### WHAT THE TASK REQUIRES
Recast the entries below as a JSON array of strings, with each line as its own string and blank lines left out.

## start DATASET

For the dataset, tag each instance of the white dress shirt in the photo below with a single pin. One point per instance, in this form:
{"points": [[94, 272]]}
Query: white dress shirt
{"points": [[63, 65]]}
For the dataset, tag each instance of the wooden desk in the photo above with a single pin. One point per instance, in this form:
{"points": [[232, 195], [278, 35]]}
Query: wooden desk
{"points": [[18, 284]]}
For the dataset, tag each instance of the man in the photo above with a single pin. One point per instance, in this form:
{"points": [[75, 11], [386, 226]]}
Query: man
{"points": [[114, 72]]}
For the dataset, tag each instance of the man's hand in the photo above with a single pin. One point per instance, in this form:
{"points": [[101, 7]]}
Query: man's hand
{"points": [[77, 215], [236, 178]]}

## end DATASET

### RESPONSE TO THIS TASK
[
  "For the dataset, tag each instance of the white dress shirt in the photo below with a single pin. One point per instance, in this form:",
  "{\"points\": [[94, 272]]}",
  "Query: white dress shirt",
  "{\"points\": [[63, 65]]}",
  "For the dataset, tag each instance of the wooden desk in the photo above with a single pin. One point per instance, in this form:",
  "{\"points\": [[232, 195], [278, 35]]}",
  "Query: wooden desk",
  "{\"points\": [[18, 284]]}",
  "For the dataset, tag each instance of the man in the photo above with a single pin. One point per instance, in this form:",
  "{\"points\": [[75, 11], [386, 226]]}",
  "Query: man",
  "{\"points\": [[114, 72]]}",
  "For the dataset, tag each instance of the man's hand in the photo above with a single pin. One point per instance, in this form:",
  "{\"points\": [[101, 7]]}",
  "Query: man's hand",
  "{\"points\": [[77, 215], [236, 178]]}"
]